— WHAT YOU WILL DO —
In the article about Will Alsop's medical research centre, where in London does the building stand?

— PAGE EXTRACT —

|---|

A medical research centre where scientists are banished to the basement and life-or-death matters are discussed beneath giant deep-sea creatures, orange bubble clusters and alien spacecraft … we visits Will Alsop’s most flamboyant, and contradictory, offering yet.


Outlandish pods loom over serious laboratory benches at Queen Mary’s medical research centre in east London
Outlandish pods loom over serious laboratory benches at Queen Mary’s medical research centre in east London


London’s down-at-heel East End is the scene of the fullest, most flamboyant flowering yet of architect Will Alsop’s surreal imagination. On a site behind the giant Royal London Hospital in Whitechapel, four trademark Alsop pods have emerged, floating freely within a large airy void. Each is playful, curvaceous, hollow and equally outlandish in different ways. They range from what looks like a spiky deep-sea creature dressed in black oilskin to a zebra-striped tropical fish, a delicate, fabric-wrapped oval spacecraft and a cluster of shiny orange bubbles.

All of which may suggest that this is the latest in fun-packed children’s theme parks. In reality, however, the building is a strictly controlled, antiseptic environment that houses one of the most highly specialised, earnest – indeed, life-or-death – of human activities. It is an advanced medical research centre for Queen Mary, University of London.

|---|

— GIVEN INFORMATION —
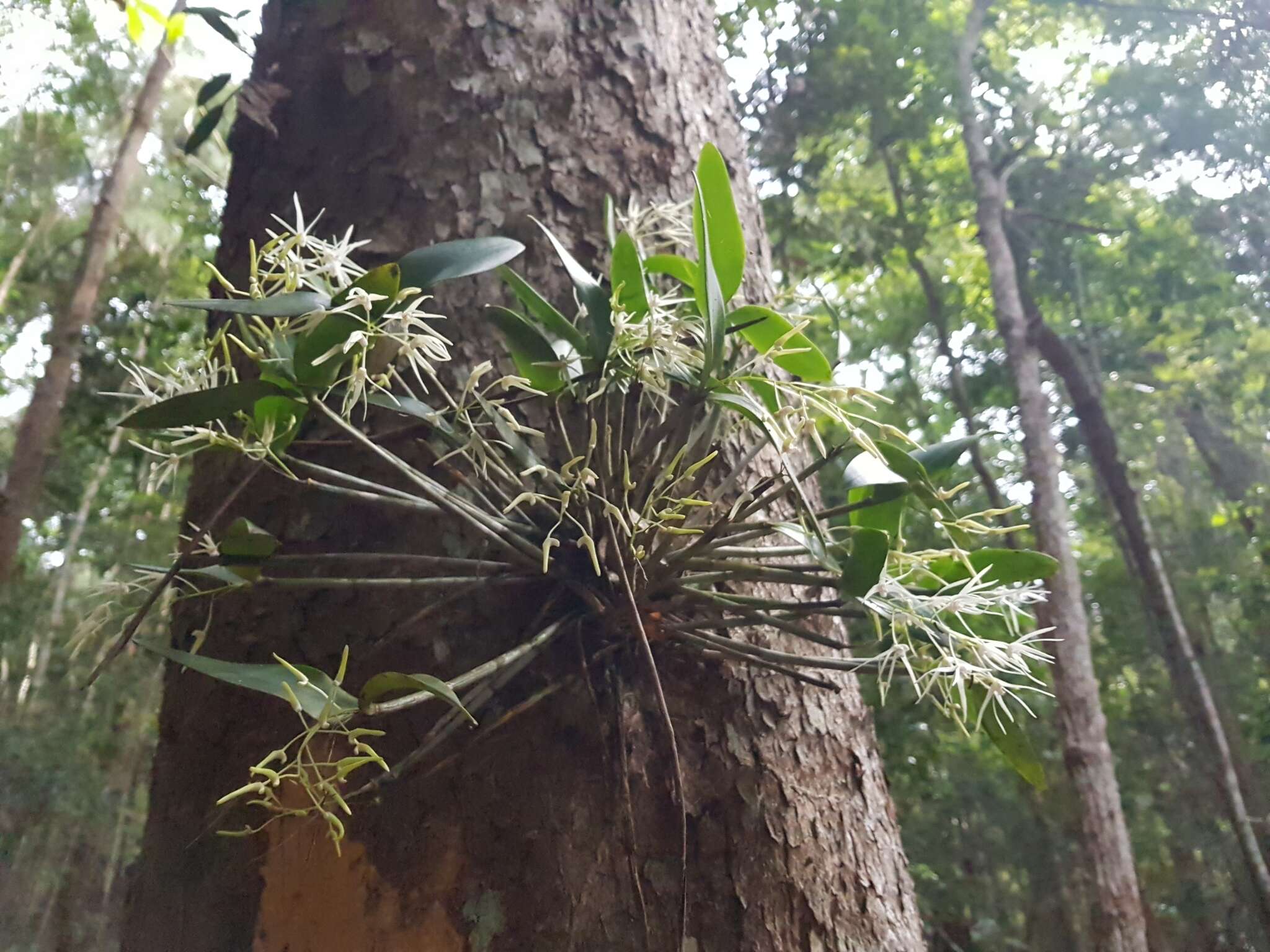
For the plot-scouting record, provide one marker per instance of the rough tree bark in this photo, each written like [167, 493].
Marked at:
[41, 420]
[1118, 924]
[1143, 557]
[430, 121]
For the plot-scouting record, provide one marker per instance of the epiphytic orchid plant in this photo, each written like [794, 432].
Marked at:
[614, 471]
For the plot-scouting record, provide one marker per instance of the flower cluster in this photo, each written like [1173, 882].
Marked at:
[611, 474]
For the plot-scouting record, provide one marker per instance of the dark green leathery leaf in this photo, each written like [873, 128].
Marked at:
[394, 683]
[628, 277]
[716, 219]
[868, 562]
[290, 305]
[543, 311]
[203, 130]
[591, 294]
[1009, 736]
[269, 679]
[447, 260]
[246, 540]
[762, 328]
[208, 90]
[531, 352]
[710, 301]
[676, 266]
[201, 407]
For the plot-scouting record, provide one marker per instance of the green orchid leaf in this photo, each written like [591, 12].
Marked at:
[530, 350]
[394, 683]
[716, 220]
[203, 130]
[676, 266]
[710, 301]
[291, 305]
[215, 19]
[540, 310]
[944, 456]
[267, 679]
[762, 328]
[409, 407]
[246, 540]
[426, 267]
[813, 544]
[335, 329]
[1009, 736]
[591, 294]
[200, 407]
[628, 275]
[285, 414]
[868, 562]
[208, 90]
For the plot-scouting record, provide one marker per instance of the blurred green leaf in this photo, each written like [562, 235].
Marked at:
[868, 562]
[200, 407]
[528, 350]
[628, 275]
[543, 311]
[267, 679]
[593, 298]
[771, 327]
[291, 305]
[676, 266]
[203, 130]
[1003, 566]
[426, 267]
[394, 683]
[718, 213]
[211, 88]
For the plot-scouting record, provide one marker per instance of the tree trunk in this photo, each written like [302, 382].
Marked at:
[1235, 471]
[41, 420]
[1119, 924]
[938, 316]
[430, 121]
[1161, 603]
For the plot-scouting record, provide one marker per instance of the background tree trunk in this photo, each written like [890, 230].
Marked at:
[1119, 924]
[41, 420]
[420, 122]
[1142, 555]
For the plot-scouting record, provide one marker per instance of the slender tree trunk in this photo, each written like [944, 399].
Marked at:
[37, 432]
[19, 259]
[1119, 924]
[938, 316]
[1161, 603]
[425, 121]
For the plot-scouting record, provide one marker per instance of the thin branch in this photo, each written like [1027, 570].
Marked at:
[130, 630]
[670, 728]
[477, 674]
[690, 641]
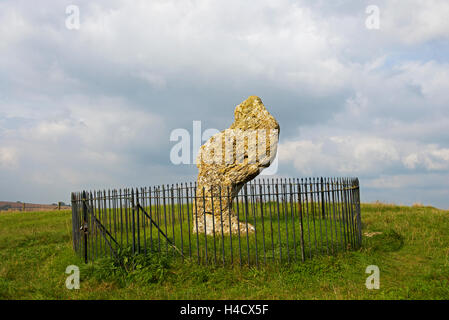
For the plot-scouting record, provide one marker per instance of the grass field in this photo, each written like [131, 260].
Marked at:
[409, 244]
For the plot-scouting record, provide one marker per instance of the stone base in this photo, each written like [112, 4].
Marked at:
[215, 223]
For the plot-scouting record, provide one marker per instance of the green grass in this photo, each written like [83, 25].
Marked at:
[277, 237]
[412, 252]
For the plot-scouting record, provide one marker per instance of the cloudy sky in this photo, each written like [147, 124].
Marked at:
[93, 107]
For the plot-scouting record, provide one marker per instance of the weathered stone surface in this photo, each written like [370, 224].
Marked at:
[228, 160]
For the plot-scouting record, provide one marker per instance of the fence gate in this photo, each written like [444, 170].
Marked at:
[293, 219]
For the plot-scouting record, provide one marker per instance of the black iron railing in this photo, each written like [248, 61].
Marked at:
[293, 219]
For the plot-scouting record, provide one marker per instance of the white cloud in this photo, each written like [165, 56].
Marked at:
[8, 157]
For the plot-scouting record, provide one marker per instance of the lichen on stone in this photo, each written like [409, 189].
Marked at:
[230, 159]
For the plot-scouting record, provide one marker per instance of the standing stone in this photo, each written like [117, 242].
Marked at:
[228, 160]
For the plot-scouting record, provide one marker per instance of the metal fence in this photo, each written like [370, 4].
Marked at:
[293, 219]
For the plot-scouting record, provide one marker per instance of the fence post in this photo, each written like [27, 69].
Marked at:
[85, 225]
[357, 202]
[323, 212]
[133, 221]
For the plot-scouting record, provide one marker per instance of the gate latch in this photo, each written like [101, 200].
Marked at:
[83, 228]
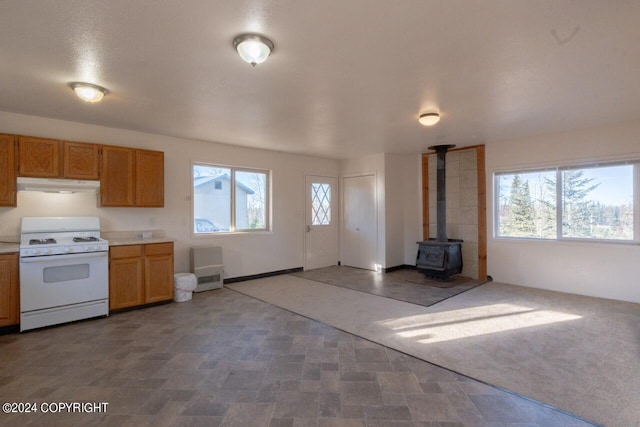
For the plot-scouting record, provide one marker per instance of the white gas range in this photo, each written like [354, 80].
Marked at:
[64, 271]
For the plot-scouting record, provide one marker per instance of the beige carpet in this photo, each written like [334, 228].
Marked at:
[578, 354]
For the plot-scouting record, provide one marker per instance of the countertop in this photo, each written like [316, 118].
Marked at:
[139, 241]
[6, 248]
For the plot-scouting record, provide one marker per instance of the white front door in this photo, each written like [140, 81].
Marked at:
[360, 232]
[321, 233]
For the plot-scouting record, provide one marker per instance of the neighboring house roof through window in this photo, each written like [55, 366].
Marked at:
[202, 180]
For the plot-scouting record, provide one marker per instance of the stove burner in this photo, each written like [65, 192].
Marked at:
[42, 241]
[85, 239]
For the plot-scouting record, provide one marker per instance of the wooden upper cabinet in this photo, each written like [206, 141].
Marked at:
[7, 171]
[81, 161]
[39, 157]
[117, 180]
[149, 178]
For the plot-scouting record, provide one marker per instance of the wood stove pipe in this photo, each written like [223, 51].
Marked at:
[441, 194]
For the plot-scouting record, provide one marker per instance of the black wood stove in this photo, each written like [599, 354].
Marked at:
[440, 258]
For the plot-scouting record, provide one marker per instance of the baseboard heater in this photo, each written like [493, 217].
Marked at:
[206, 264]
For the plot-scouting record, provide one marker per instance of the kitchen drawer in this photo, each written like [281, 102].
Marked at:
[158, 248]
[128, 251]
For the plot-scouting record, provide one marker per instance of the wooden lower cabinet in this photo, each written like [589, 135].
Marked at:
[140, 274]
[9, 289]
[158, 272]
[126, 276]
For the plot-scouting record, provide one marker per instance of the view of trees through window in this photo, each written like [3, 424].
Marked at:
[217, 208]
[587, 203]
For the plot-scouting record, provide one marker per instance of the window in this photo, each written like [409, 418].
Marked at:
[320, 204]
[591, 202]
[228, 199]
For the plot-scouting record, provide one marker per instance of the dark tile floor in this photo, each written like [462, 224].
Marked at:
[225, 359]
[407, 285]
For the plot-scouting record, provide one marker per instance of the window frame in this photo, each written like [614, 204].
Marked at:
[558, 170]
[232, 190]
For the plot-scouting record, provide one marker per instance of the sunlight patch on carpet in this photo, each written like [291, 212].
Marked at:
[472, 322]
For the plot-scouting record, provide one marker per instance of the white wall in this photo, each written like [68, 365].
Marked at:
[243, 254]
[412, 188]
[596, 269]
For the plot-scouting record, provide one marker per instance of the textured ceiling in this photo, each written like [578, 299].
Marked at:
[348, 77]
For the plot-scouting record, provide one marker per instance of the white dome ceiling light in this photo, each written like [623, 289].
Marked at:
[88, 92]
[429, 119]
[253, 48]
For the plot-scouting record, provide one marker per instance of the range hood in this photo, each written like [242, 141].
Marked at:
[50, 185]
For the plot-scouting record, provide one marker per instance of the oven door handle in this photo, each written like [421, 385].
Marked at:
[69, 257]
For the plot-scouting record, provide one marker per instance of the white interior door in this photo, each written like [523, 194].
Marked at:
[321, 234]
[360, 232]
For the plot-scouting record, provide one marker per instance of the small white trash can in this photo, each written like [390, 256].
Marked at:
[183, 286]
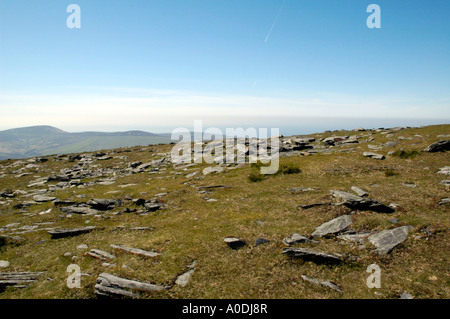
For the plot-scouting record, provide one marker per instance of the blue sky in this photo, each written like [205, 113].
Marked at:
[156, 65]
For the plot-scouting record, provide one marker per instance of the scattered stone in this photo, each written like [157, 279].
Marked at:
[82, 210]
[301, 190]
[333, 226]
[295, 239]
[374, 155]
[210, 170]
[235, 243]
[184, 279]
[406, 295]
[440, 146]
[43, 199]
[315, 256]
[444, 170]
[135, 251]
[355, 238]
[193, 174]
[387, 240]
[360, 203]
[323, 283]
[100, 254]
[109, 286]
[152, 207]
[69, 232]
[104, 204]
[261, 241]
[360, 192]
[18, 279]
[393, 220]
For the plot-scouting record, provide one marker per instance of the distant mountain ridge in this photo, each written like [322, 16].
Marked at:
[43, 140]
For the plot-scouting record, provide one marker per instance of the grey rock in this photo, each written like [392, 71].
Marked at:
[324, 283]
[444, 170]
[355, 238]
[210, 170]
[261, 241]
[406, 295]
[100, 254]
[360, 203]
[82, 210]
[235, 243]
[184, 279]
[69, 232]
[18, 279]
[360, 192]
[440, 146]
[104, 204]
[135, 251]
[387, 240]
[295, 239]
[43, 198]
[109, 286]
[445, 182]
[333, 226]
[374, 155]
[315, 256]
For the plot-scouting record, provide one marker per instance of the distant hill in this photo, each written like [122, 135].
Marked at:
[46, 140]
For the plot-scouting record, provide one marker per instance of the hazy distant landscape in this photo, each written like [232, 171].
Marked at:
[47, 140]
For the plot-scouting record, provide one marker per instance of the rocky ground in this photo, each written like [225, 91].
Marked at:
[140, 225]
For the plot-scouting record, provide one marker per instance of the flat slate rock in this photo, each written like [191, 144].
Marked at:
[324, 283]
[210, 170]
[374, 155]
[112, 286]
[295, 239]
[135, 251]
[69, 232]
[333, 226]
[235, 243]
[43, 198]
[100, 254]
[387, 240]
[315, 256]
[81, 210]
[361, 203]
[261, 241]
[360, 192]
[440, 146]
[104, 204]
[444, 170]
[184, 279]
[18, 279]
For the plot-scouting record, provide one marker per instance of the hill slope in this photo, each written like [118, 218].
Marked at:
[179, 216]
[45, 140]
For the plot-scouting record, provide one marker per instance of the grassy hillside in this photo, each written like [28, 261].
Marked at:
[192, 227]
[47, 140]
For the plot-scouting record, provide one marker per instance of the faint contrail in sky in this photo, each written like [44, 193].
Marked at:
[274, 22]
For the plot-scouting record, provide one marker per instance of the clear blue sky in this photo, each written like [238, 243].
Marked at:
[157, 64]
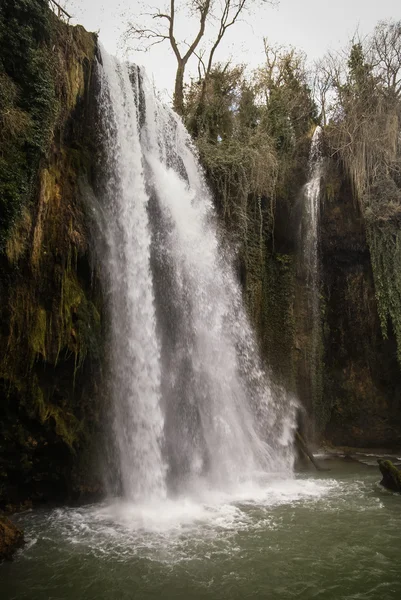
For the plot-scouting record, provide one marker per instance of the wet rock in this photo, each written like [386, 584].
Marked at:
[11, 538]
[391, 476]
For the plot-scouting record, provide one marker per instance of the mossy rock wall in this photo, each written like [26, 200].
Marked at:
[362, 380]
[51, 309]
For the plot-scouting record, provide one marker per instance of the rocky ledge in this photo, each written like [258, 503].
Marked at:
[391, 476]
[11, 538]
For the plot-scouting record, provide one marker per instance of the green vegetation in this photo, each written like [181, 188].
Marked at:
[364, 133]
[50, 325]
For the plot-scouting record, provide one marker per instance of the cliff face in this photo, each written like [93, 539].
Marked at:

|---|

— SOLUTION TO THE EXERCISE —
Behind the giant Royal London Hospital in Whitechapel, in London's East End.